(ACTIONS TO TAKE):
a – Copy verbatim the part of the passage on PGI compiler results that begins with the words containing "Targeting multicore processors/shared" and ends with "and Power processors.".
b – Render every line of the records below as a numbered list, omitting any blank lines.

(TEXT TO READ):
********************
5.1 Comparison of PGI Compiler Targeting Various Architectures

Between the systems we had access to, we were able to test seven separate architectures. As far as accelerators are concerned, we were able to run the testsuite on NVIDIA’s K20 architecture, K80 architecture, and the P100 architecture. Of these, on the P100 we were not able to use PGI’s 16.10 compiler version; instead we used PGI’s 17.1 compiler version available on that system. However, targeting these accelerators was very uniform, having a total pass rate of 525/531 or 98.9%. Across all platforms, tests for the tile clause on a parallel loop in C and the test for the firstprivate clause on a parallel region in Fortran failed. However, the test for the tile clause is not a surprising failure. The test takes the lack of a range of valid values for the arguments in the specifications to test that all values should work. As an optimization clause, even if the tiling arguments are out of bounds for the loops, it should not change the results of the test. On other versions of the test that did not do this, the tile clause did execute properly.

Targeting multicore processors/shared memory devices had much more varied results. We were able to run the testsuite on the Intel Ivy Bridge architecture, the AMD Bulldozer architecture (TITAN), the IBM Power8+ architecture (Summitdev), and the Intel Knights Landing (KNL) architecture (though KNL is not yet officially supported by PGI). We used PGI’s 16.10 version on the Ivy Bridge and Bulldozer architectures, and PGI’s 17.1 version on Power8+ and Knights Landing. The average pass rate for these architectures was lower than that of the discrete graphics cards tested. Instead of 98.9% pass rate, these tests averaged a 95.3% pass rate or 675/708 passing over total, though this is not surprising, due to PGI’s relatively recent support of OpenACC targeting multicore on x86 and Power processors.
********************
(AVAILABLE DATA):
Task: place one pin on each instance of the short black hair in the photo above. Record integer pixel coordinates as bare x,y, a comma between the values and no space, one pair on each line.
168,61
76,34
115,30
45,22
********************
(IN RESPONSE):
a –
Targeting multicore processors/shared memory devices had much more varied results. We were able to run the testsuite on the Intel Ivy Bridge architecture, the AMD Bulldozer architecture (TITAN), the IBM Power8+ architecture (Summitdev), and the Intel Knights Landing (KNL) architecture (though KNL is not yet officially supported by PGI). We used PGI’s 16.10 version on the Ivy Bridge and Bulldozer architectures, and PGI’s 17.1 version on Power8+ and Knights Landing. The average pass rate for these architectures was lower than that of the discrete graphics cards tested. Instead of 98.9% pass rate, these tests averaged a 95.3% pass rate or 675/708 passing over total, though this is not surprising, due to PGI’s relatively recent support of OpenACC targeting multicore on x86 and Power processors.

b –
1. Task: place one pin on each instance of the short black hair in the photo above. Record integer pixel coordinates as bare x,y, a comma between the values and no space, one pair on each line.
2. 168,61
3. 76,34
4. 115,30
5. 45,22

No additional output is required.